Short exercise:
Reproduce verbatim the part of the records that opens with their first line and closes with the line containing "Segment every instance of the metal", including both of these lines.

-.-.-

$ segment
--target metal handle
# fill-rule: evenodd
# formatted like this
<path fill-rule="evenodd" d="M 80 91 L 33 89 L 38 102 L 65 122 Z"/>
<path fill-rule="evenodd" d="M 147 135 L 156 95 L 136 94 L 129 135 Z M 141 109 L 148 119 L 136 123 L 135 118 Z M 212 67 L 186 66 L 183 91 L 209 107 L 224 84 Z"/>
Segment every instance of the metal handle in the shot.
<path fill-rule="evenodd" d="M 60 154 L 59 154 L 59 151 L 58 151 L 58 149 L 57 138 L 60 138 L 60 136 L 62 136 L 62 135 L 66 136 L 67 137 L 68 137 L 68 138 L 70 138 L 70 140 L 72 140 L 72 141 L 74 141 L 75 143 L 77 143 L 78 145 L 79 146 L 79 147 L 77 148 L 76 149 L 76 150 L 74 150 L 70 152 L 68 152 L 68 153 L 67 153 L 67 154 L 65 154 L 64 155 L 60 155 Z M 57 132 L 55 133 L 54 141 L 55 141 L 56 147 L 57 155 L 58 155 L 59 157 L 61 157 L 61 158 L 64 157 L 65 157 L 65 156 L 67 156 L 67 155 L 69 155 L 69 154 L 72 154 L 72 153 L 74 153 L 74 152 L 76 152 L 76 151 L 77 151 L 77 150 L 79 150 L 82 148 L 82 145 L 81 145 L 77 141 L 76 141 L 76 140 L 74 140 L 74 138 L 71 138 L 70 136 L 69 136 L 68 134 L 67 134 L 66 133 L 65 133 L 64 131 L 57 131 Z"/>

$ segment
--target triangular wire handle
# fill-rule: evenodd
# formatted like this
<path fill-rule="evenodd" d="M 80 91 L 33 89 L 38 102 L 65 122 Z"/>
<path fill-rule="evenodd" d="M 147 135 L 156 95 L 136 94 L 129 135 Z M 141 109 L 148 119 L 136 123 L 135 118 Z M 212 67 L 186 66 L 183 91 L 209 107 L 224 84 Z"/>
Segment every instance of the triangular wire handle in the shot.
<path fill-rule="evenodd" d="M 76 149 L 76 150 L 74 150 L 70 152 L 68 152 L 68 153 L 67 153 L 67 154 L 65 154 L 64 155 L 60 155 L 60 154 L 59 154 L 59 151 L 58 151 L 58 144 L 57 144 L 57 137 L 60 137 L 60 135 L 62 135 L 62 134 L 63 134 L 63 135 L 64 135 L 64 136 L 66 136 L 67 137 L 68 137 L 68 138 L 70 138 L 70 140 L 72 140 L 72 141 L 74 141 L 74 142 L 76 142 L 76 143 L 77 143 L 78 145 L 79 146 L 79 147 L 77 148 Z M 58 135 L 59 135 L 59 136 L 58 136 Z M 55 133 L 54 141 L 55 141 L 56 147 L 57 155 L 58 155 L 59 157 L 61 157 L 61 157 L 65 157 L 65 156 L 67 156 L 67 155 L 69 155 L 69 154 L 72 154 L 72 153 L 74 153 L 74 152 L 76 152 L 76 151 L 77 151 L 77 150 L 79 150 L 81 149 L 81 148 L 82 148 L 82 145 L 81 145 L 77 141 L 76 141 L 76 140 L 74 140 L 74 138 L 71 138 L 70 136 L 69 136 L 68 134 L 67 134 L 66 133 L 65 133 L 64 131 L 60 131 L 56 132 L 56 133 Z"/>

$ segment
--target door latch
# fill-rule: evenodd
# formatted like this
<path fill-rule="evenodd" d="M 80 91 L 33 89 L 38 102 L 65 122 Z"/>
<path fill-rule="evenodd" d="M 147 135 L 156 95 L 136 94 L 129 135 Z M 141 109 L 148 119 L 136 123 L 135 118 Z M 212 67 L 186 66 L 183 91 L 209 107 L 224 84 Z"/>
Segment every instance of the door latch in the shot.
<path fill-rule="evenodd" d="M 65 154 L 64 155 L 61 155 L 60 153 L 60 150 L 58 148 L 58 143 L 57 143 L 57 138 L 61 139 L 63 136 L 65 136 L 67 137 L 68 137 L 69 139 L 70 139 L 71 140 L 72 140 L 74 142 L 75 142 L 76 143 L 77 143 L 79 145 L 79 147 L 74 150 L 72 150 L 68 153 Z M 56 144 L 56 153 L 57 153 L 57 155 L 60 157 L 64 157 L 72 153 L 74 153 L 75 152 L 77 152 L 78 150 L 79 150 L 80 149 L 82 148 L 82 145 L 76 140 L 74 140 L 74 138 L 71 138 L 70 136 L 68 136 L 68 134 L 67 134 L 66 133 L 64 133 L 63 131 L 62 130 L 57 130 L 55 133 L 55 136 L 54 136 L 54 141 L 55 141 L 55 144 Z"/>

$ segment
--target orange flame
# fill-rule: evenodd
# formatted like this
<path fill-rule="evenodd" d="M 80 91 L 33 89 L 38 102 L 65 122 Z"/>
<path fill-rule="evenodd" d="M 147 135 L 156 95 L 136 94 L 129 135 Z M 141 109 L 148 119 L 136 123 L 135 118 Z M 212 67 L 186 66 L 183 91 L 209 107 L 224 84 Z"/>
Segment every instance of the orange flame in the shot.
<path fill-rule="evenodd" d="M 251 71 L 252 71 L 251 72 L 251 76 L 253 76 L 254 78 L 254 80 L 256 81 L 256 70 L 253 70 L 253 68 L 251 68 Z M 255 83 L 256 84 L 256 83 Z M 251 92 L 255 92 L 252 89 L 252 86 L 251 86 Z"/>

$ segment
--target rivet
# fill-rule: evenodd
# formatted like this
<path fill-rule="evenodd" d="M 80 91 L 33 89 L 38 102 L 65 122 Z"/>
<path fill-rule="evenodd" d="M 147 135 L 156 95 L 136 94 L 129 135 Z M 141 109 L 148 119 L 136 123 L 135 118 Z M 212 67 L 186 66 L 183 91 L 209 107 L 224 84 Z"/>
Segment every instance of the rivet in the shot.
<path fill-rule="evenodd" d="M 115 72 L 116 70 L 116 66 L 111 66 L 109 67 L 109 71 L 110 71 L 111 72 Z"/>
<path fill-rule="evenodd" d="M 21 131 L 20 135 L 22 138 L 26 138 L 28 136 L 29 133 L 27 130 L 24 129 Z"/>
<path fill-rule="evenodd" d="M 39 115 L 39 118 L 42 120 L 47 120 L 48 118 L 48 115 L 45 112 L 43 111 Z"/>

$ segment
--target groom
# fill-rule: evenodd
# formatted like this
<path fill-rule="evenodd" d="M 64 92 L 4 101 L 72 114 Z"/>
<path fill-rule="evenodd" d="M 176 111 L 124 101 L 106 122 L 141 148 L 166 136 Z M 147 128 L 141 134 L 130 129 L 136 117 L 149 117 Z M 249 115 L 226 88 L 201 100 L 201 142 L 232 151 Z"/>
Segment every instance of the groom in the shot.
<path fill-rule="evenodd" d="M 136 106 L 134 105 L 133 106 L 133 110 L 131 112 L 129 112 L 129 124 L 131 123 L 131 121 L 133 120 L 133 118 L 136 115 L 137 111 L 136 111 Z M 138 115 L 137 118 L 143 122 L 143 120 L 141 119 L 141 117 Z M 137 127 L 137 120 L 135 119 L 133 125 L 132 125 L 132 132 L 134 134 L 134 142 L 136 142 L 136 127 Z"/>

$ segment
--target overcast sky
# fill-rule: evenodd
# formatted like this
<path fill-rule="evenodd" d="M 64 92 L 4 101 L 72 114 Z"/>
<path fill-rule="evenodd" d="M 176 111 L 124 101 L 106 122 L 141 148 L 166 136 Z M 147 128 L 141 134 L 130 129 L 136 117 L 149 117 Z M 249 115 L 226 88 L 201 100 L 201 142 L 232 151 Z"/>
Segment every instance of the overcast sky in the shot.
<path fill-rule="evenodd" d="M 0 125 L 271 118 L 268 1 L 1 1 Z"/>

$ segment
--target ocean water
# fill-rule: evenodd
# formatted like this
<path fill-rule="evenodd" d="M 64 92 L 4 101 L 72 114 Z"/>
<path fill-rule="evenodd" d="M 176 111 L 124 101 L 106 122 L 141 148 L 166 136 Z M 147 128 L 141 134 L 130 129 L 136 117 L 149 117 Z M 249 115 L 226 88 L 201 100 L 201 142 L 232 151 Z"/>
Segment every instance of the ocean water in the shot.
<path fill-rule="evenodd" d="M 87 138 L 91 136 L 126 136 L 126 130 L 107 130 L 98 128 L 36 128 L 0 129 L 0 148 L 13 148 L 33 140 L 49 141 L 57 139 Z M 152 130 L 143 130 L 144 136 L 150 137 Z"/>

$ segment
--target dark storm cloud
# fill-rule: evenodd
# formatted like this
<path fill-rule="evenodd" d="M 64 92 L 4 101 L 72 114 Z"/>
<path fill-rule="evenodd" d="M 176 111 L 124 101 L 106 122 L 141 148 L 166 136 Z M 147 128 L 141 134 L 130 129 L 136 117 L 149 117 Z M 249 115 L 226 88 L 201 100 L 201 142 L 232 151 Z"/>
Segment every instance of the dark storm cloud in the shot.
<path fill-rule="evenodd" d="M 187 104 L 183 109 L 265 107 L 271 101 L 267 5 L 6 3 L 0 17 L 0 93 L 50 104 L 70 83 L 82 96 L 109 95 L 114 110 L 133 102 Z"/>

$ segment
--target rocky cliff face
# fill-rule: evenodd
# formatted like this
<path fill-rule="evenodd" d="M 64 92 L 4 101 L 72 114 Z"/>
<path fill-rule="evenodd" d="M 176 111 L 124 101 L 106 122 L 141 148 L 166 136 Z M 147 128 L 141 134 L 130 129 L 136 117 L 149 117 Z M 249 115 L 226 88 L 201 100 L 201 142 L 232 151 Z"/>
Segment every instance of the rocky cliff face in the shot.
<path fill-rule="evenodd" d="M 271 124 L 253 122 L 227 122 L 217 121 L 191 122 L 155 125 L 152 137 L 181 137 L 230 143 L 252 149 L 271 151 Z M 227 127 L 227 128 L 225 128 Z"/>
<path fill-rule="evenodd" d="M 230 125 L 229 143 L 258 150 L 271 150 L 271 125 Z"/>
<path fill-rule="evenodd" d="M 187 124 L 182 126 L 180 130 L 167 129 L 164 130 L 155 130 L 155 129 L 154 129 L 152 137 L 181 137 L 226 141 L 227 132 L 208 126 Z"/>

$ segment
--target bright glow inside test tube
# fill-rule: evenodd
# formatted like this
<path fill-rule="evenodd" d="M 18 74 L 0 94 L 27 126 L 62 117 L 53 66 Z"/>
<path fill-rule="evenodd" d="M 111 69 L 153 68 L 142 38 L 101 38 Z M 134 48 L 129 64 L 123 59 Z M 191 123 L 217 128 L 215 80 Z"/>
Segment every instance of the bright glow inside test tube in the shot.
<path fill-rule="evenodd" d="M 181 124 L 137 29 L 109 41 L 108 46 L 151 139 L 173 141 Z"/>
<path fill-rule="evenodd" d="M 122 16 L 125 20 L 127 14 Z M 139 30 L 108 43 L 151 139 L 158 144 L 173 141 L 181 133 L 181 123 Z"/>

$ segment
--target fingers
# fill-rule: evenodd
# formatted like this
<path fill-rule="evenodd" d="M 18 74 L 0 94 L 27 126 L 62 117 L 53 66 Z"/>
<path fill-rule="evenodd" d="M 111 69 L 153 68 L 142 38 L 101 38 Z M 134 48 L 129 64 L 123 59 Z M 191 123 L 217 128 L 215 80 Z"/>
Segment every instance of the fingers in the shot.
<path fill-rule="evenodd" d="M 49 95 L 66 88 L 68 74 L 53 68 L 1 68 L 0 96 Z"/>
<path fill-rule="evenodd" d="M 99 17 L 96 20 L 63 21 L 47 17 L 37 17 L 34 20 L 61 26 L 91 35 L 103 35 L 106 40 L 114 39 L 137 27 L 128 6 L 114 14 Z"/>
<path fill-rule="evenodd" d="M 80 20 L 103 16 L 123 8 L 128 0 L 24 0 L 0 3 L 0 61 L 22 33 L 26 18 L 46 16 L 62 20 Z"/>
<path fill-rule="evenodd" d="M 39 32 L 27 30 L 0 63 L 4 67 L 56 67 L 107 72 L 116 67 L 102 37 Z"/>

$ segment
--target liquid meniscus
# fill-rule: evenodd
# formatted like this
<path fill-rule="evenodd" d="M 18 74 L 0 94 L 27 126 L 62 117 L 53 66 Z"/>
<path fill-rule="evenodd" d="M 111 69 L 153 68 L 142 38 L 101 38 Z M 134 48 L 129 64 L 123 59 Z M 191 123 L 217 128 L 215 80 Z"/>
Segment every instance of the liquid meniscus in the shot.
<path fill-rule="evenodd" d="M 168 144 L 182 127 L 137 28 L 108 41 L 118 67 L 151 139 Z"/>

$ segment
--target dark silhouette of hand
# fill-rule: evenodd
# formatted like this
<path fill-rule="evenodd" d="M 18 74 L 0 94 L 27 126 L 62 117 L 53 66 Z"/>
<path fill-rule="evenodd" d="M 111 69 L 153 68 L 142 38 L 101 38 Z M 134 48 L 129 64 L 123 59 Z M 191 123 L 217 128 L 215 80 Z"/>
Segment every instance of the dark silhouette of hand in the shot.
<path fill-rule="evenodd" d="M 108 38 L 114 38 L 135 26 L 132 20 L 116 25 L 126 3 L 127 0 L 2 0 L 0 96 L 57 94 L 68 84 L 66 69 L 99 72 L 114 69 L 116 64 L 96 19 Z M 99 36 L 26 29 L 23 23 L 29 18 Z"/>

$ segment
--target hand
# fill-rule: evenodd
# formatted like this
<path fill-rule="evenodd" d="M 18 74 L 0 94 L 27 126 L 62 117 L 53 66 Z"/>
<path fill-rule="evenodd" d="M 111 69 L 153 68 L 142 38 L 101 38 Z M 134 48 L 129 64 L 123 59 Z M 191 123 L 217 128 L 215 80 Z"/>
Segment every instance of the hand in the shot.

-.-.-

Response to this task:
$ segment
--target metal handle
# fill-rule: evenodd
# formatted like this
<path fill-rule="evenodd" d="M 80 91 L 33 89 L 38 102 L 65 122 Z"/>
<path fill-rule="evenodd" d="M 147 135 L 156 95 L 136 94 L 129 135 Z M 141 109 L 148 119 L 136 123 L 135 118 Z M 212 67 L 186 66 L 183 91 L 209 107 L 224 84 Z"/>
Segment every instance of the metal handle in the shot.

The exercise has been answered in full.